For the string "below", find every matching line in the records and copy it.

Extracted data entries
┄┄┄┄┄┄

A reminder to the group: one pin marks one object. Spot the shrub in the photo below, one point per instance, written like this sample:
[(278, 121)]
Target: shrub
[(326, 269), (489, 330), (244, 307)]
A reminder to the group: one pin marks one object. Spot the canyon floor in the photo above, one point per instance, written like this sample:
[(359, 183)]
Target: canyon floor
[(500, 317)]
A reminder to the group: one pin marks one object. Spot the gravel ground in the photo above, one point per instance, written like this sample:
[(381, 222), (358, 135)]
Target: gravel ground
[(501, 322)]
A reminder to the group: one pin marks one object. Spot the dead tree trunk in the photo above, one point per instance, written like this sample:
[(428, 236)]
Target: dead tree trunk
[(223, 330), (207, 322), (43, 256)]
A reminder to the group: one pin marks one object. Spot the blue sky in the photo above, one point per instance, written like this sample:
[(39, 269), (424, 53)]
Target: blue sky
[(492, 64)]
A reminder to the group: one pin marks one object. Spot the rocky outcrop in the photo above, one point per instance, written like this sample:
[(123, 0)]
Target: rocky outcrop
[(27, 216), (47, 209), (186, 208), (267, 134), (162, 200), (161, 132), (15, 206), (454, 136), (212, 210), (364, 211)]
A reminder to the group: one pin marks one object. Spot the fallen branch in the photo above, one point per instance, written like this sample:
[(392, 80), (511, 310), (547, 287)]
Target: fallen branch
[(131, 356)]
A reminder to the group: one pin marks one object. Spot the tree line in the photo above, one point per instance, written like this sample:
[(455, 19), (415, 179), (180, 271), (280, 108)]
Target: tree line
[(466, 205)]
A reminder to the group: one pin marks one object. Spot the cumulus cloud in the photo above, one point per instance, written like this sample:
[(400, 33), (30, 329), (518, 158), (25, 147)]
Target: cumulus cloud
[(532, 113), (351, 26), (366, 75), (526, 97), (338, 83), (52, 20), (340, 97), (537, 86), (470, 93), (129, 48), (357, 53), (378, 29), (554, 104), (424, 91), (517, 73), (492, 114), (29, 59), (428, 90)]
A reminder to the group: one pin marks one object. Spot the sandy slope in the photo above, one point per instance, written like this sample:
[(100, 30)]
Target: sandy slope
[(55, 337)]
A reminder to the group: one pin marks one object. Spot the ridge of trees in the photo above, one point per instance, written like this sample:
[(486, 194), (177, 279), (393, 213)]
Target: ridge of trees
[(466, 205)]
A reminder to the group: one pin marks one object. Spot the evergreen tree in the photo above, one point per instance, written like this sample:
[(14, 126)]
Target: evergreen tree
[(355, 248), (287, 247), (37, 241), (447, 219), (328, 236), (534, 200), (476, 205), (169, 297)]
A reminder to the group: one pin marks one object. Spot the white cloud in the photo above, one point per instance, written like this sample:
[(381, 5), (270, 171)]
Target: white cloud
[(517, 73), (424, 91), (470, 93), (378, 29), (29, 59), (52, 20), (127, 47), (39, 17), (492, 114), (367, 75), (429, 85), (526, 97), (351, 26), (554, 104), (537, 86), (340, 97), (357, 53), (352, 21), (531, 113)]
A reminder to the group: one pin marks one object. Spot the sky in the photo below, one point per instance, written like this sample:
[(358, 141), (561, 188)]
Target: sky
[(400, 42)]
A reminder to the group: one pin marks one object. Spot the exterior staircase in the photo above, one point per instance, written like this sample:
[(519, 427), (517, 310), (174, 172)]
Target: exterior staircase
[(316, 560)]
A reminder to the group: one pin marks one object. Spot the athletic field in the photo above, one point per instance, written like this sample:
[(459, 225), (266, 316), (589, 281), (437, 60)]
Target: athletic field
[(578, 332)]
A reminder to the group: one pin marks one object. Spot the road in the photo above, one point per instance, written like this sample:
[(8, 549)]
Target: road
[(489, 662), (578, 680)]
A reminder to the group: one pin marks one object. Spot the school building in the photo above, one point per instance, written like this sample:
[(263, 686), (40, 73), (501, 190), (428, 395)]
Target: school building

┄┄┄┄┄┄

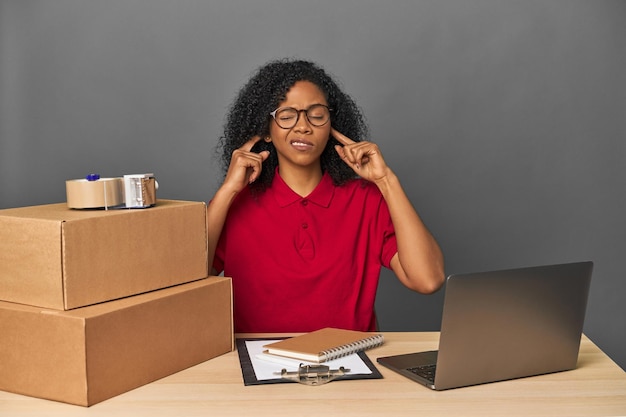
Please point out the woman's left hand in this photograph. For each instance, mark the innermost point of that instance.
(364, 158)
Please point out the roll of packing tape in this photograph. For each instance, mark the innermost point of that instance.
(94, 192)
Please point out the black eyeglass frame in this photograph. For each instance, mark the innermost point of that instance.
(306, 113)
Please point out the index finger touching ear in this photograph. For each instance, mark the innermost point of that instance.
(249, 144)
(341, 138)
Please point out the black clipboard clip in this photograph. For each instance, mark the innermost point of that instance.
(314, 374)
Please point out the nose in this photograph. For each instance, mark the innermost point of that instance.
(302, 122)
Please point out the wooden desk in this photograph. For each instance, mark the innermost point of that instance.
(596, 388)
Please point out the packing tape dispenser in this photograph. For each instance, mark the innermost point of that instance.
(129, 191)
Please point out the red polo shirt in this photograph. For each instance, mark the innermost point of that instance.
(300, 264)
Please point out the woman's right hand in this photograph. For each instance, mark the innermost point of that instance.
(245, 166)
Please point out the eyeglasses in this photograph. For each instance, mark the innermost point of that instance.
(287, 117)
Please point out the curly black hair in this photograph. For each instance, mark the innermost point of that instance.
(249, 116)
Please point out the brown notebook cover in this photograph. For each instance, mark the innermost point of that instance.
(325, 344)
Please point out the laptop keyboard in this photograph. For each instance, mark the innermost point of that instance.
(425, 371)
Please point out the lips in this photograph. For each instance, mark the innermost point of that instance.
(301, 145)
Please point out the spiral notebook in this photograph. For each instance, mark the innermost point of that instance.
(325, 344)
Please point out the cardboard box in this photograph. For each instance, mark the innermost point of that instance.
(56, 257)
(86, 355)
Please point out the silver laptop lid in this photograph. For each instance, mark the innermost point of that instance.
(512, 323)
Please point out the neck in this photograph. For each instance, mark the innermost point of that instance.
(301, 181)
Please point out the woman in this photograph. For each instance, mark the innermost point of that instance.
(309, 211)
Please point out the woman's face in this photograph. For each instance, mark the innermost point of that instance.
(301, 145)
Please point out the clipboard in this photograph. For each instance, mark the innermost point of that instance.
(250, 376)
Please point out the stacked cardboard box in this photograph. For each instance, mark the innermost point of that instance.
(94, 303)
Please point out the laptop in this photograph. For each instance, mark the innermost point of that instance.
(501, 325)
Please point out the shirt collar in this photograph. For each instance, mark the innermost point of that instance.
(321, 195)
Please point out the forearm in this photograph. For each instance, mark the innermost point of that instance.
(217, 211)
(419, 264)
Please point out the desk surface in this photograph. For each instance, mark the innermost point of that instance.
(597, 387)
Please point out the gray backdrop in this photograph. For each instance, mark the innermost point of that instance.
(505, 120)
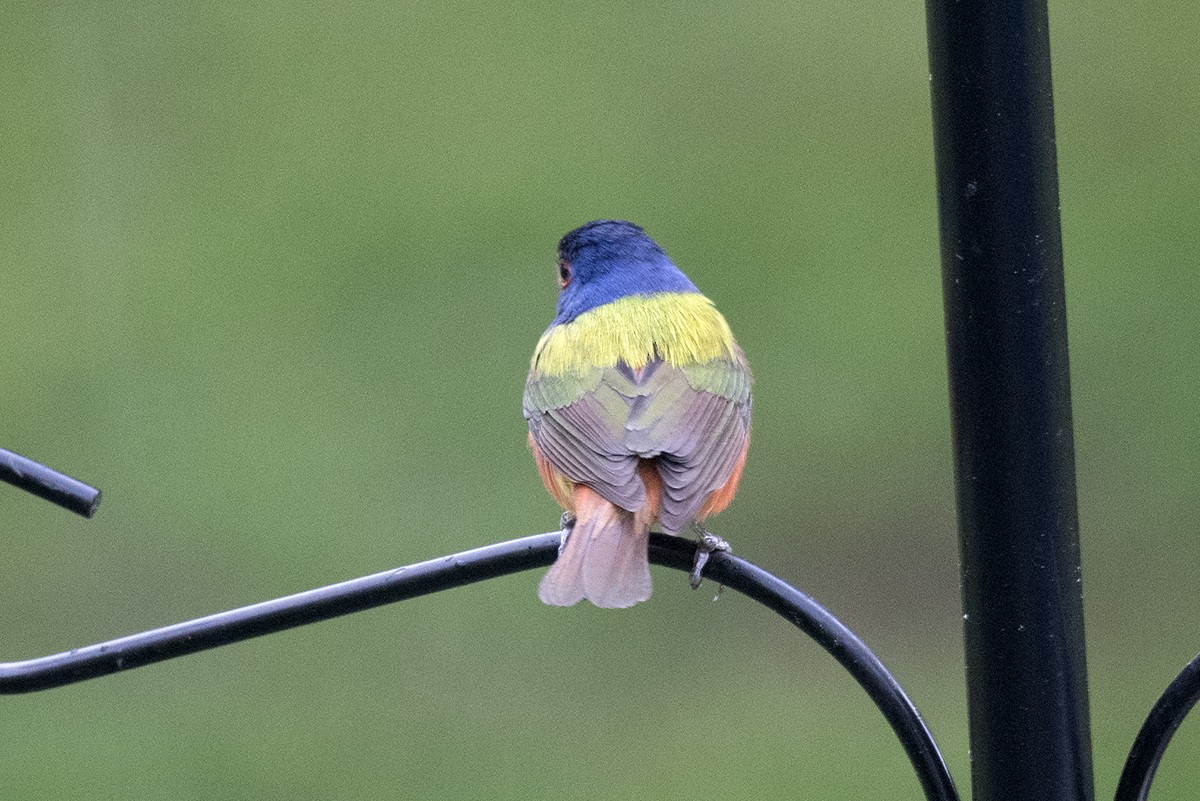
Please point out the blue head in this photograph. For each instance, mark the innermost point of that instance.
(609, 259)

┄┄┄┄┄┄

__Solution__.
A reminder to the group: one pin marks one object. Spot the shrub in the photo below, one point per instance, written like this sample:
A reminder to the group: one pin marks one object. Spot the sky in the photo below, one point per instance, written like this sample:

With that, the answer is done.